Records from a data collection
##############################

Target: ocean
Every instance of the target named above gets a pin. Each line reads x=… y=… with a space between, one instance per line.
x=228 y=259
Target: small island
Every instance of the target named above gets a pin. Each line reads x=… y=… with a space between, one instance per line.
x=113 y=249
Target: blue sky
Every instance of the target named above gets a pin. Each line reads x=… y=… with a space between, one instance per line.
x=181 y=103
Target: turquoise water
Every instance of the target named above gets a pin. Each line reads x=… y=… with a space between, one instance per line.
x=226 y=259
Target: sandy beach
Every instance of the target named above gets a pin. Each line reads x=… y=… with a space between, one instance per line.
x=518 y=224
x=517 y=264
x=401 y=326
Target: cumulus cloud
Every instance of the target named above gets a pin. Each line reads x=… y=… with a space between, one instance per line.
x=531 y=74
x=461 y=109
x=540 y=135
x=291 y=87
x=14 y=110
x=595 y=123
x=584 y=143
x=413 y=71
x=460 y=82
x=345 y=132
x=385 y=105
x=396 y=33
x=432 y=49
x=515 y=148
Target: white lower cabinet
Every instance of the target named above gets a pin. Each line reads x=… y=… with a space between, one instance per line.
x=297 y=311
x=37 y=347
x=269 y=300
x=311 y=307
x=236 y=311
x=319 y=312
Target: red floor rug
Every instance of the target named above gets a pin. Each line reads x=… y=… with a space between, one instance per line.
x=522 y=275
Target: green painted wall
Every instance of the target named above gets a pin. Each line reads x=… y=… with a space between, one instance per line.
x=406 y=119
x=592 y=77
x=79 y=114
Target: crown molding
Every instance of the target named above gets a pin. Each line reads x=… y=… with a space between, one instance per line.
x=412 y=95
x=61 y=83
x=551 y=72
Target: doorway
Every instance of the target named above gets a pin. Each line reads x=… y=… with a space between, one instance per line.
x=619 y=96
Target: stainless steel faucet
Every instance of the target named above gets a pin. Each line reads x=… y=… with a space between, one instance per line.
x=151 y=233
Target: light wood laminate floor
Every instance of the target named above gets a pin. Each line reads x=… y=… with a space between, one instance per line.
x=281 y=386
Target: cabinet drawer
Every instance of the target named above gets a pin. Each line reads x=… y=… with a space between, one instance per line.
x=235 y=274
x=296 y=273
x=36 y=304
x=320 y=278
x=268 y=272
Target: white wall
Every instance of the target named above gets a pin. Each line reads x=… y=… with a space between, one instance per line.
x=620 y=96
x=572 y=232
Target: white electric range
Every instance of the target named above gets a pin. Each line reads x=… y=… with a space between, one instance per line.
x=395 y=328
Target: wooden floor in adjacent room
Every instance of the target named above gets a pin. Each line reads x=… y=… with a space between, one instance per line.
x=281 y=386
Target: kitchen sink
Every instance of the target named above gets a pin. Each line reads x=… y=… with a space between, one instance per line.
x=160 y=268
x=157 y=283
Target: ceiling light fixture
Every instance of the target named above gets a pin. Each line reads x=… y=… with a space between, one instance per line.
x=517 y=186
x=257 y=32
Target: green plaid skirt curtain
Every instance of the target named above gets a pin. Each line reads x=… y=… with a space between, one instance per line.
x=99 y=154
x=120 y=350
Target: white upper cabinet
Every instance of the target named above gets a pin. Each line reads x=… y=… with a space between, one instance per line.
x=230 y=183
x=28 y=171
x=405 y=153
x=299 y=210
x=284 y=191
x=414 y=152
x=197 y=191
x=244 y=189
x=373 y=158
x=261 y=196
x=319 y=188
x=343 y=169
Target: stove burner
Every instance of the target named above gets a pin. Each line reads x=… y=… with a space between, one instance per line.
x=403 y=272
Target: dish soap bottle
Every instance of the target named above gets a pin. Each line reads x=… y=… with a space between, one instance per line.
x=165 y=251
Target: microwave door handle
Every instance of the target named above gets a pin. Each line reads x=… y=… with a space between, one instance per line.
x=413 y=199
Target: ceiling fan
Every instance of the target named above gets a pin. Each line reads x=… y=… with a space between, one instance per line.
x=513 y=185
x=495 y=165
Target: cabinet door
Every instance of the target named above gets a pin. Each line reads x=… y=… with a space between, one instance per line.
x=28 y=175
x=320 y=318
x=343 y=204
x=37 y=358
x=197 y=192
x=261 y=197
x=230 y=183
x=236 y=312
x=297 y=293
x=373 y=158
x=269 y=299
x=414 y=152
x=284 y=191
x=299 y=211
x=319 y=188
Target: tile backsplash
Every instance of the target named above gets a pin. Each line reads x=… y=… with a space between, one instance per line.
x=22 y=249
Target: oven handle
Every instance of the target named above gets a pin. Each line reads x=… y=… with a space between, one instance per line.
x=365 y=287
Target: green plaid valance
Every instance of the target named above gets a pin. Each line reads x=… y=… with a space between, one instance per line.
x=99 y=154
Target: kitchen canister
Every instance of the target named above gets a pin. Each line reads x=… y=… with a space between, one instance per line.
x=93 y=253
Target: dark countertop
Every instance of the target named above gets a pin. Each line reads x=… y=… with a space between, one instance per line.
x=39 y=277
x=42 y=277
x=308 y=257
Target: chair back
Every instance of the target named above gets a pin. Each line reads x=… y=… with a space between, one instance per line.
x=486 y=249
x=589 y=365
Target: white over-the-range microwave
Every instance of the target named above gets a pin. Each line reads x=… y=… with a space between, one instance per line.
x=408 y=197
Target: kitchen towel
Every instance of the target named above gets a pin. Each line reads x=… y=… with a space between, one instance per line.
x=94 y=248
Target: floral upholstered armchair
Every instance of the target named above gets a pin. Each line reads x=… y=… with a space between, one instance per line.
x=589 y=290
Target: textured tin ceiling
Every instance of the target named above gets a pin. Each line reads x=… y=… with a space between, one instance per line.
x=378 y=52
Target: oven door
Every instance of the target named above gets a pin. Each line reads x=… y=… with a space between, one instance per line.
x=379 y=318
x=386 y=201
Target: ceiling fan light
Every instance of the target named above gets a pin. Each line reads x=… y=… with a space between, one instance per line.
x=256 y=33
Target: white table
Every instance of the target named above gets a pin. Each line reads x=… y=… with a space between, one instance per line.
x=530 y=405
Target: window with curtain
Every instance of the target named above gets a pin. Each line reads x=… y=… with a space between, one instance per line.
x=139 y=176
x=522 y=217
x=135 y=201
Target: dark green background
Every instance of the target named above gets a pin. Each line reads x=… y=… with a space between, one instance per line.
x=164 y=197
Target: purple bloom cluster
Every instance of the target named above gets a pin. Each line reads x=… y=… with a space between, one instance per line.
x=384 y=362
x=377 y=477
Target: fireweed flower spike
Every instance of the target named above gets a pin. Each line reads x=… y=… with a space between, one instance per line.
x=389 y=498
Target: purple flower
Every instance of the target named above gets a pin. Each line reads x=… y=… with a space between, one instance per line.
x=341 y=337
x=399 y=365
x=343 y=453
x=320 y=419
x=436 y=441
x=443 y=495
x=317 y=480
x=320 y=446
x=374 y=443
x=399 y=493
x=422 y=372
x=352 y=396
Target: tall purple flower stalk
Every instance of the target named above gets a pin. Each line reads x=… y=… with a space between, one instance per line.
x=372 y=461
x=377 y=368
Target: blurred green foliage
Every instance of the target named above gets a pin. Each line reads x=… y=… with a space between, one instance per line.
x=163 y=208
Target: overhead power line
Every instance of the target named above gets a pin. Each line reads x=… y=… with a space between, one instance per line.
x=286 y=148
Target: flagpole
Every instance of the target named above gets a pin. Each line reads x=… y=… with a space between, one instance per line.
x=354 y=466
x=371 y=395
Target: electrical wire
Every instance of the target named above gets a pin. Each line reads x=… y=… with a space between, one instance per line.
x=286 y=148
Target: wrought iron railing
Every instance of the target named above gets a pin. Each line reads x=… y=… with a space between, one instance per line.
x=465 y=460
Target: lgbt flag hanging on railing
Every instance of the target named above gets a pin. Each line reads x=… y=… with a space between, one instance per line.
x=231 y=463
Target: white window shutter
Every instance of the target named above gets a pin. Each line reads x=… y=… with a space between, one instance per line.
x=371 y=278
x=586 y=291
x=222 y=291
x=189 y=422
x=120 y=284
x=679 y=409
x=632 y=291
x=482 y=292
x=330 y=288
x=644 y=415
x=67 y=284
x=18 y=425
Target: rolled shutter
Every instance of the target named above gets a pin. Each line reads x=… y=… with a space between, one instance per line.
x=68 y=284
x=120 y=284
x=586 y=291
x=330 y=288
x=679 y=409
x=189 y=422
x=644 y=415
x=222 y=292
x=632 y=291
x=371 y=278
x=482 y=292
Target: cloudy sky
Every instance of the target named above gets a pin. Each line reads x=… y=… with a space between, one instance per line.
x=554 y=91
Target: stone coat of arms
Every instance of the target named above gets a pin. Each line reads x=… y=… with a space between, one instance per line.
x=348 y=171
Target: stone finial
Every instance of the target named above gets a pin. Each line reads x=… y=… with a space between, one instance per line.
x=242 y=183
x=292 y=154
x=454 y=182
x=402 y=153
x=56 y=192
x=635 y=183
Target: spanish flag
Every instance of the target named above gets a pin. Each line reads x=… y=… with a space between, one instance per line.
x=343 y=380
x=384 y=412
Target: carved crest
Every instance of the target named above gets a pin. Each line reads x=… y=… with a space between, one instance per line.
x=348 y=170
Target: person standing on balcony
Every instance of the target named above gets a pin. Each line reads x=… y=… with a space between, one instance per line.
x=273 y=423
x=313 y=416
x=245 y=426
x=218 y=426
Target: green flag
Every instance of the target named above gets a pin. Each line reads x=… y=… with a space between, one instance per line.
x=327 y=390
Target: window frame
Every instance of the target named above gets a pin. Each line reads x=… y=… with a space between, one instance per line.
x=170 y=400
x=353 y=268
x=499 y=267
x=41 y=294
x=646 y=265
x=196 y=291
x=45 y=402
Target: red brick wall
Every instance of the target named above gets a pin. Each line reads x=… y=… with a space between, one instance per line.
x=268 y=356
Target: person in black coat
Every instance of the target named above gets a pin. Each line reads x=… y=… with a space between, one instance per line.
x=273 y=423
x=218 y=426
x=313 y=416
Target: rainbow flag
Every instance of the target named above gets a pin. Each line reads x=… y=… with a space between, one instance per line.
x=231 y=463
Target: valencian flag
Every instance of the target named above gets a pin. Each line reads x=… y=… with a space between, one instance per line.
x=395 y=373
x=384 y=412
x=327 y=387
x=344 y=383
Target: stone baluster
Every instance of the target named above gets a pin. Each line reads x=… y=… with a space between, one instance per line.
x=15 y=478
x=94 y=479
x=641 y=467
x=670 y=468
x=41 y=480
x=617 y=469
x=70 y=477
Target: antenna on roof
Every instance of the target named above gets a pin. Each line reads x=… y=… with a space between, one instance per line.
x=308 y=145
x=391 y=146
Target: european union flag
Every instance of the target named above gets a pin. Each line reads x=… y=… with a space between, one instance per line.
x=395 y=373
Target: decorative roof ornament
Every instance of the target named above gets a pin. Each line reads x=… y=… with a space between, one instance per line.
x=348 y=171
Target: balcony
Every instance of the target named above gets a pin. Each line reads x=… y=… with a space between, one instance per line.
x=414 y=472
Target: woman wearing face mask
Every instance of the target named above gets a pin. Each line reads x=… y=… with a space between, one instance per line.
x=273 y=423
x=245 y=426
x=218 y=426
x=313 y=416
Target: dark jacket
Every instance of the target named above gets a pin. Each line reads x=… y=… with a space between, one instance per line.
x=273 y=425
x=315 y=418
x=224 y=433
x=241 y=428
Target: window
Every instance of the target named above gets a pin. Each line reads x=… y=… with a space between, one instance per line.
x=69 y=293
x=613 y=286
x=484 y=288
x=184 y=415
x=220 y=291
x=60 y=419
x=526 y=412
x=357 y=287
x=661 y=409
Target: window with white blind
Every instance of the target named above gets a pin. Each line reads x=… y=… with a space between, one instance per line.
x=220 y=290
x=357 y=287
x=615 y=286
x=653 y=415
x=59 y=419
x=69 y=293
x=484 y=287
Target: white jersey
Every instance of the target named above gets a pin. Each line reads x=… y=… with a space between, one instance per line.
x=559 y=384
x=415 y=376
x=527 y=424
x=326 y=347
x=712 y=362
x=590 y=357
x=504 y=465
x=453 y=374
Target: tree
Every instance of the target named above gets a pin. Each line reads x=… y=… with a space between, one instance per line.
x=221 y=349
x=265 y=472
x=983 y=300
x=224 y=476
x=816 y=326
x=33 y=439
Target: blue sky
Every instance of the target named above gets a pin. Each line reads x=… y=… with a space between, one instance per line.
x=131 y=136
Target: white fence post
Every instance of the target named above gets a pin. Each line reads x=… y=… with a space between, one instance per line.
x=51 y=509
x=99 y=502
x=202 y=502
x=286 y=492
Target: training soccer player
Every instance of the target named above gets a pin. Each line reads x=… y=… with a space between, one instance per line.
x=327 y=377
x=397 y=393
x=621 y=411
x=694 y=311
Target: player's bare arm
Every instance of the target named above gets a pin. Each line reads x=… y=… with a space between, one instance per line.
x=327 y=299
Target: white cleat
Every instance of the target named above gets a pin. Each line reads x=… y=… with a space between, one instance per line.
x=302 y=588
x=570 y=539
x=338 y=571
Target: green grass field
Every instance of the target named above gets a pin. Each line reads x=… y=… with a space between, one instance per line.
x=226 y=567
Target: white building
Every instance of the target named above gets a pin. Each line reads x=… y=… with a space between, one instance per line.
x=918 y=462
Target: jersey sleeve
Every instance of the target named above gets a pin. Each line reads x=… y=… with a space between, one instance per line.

##############################

## DIRECTIONS
Copy the data from the line with "Target: white electric range" up to and including the line with "x=157 y=283", swapping "wooden floor" for "hardwood floor" and leaving everything else unchanged.

## CORRECT RESULT
Target: white electric range
Every instance of the target named above gets a pin. Each line reads x=… y=… with a space between, one instance per line.
x=395 y=328
Target: hardwood floor in adjacent room
Every instance of the target named above gets a pin. Each line reads x=… y=… with a space between, one instance per line.
x=281 y=386
Target: kitchen sink
Every instance of the target named above gets a pin. Each line reads x=… y=… with a space between, one instance per line.
x=160 y=268
x=157 y=283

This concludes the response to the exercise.